Reproduce the passage of the body odor article starting with "Scientists had long" and going on through "university news release.", substituting "armpits" for each occurrence of "underarms".

Extract below:

YORK, England — It’s happened to the best of us: it’s hot out, we sweat, and eventually, we stink. Even the best-smelling armpit sprays and sticks can’t completely prevent body odor from happening, but there may be new hope. Scientists have pinpointed a key cog in the development of BO, and the finding could lead to tougher deodorants down the road.

Researchers from the University of York say they’ve broken down the process that causes armpit bacteria to create the horrific stench we identify as body odor. They’d already recently discovered that a species of Staphylococcus bacteria is behind the worst-smelling scent emitted from our underarms — but how does that recognizable odor come to be?

Scientists had long struggled to show how the odorless compounds in our sweat manage to morph into pungent chemicals when we begin to sweat in our underarms.

“The skin of our underarms provides a unique niche for bacteria. Through the secretions of various glands that open onto the skin or into hair follicles, this environment is nutrient-rich and hosts its own microbial community, the armpit microbiome, of many species of different microbes,” explains study co-author Dr. Gavin Thomas in a university news release.

Thomas says that his research team discovered what’s known as a “transport protein” that allows bacteria to take hold of the odorless compounds in sweat. The team decoded the structure of the protein by crystallizing it, which allowed them to fully analyze it in the lab. By better understanding the breakdown of the molecule, the believe they can use deodorant to target it and stop the process that creates BO in its tracks.

End of Extract.
Supplied records below:

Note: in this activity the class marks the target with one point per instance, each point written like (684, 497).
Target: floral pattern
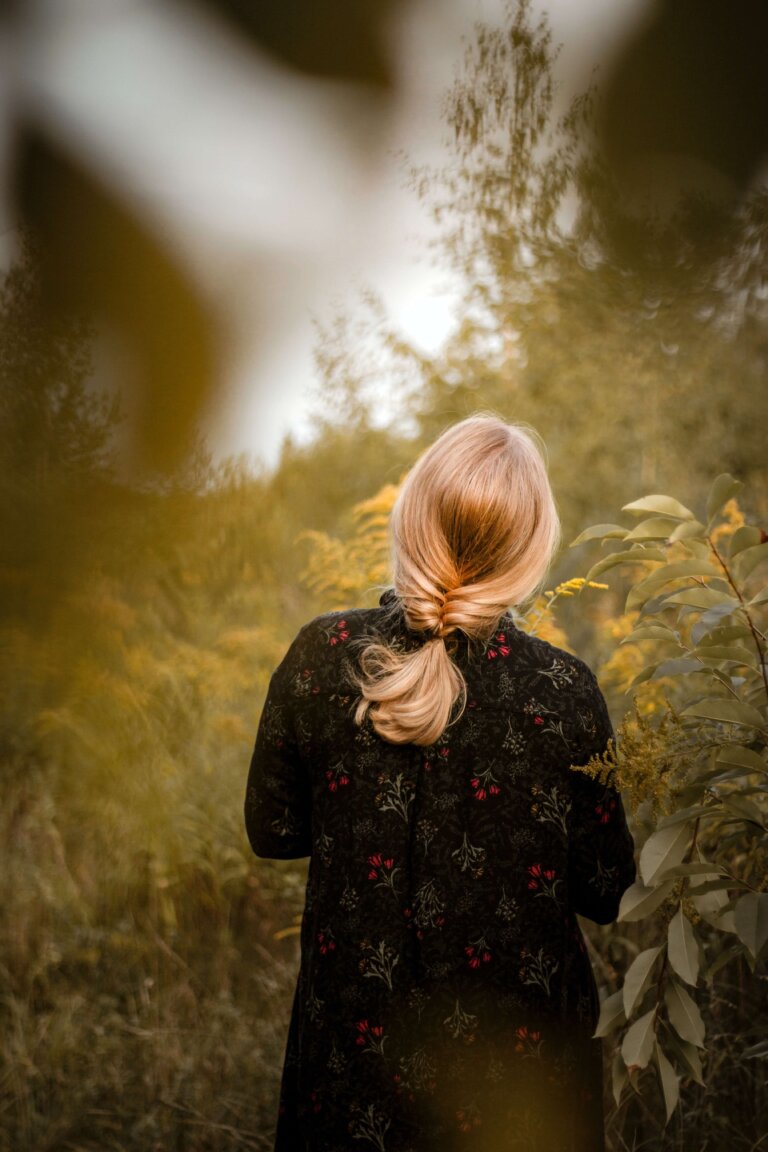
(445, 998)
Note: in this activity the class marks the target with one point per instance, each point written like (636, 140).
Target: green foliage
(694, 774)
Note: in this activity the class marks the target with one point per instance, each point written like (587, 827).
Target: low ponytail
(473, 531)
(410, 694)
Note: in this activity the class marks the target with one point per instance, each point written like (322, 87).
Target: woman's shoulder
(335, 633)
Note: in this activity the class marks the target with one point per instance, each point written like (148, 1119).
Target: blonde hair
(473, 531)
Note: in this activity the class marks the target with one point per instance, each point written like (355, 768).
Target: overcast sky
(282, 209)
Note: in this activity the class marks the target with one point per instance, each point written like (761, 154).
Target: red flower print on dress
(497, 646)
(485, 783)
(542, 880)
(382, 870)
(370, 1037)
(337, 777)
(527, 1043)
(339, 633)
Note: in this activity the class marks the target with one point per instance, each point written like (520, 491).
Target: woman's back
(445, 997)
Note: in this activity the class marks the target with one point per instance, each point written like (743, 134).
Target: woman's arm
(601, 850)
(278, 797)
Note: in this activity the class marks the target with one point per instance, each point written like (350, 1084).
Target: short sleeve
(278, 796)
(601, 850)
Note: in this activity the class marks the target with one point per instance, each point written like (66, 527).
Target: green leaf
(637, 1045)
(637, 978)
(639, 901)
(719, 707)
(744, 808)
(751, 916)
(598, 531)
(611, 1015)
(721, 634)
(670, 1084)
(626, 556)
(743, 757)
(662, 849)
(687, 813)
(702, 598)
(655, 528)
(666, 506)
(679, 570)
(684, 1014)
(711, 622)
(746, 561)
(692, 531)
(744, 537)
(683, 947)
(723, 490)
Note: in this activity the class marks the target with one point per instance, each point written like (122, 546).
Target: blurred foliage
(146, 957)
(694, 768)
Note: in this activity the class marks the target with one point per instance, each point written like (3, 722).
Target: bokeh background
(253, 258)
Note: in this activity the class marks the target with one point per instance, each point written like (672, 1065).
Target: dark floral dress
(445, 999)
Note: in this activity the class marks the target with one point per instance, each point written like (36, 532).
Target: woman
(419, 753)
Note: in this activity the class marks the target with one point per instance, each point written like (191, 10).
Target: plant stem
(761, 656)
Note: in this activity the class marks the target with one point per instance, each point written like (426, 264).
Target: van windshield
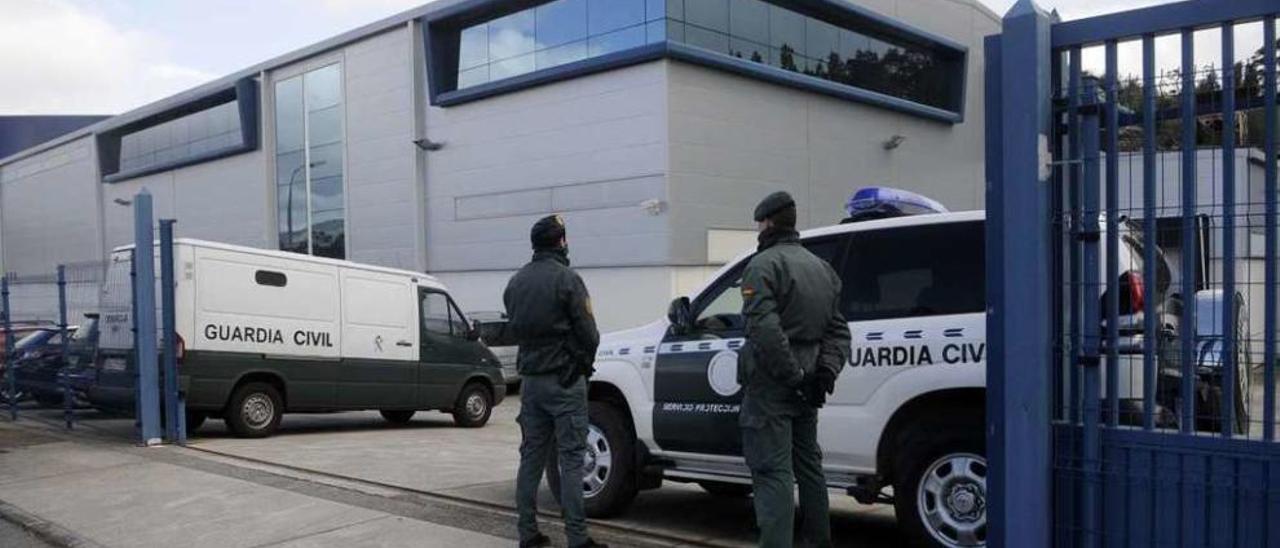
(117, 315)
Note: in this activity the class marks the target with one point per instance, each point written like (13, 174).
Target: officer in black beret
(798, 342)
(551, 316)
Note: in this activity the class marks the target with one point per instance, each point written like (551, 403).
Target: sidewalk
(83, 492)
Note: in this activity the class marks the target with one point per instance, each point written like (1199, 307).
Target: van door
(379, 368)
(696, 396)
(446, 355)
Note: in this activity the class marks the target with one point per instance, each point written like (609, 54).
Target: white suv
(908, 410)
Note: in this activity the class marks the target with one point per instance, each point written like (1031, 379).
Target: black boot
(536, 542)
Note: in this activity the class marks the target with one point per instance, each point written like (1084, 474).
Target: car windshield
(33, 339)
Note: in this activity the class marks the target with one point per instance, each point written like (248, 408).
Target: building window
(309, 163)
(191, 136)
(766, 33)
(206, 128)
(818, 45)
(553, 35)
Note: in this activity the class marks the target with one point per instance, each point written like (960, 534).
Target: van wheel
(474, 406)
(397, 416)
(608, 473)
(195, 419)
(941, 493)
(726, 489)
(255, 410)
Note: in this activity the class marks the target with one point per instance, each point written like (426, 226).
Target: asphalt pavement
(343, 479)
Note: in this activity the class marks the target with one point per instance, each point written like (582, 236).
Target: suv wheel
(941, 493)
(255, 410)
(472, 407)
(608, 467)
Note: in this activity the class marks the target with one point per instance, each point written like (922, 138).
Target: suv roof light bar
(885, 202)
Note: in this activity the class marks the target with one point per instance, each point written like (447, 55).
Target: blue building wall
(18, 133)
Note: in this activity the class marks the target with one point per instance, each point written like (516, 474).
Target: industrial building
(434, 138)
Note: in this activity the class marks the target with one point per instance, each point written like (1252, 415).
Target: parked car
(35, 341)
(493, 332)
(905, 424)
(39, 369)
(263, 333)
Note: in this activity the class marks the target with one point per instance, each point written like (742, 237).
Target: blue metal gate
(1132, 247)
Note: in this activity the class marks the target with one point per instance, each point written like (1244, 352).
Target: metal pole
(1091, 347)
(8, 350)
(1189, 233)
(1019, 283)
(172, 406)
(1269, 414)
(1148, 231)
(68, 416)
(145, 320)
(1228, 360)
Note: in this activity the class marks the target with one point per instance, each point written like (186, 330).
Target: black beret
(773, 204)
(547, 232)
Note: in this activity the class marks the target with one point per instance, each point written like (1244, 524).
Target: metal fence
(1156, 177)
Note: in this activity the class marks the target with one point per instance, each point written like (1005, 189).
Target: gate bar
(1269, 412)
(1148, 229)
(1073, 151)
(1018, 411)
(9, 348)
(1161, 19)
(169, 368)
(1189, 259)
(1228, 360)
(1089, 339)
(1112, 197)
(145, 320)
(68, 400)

End of Supplied records.

Response area ▸
Scientists had long struggled to show how the odorless compounds in our sweat manage to morph into pungent chemicals when we begin to sweat in our armpits.

“The skin of our armpits provides a unique niche for bacteria. Through the secretions of various glands that open onto the skin or into hair follicles, this environment is nutrient-rich and hosts its own microbial community, the armpit microbiome, of many species of different microbes,” explains study co-author Dr. Gavin Thomas in a university news release.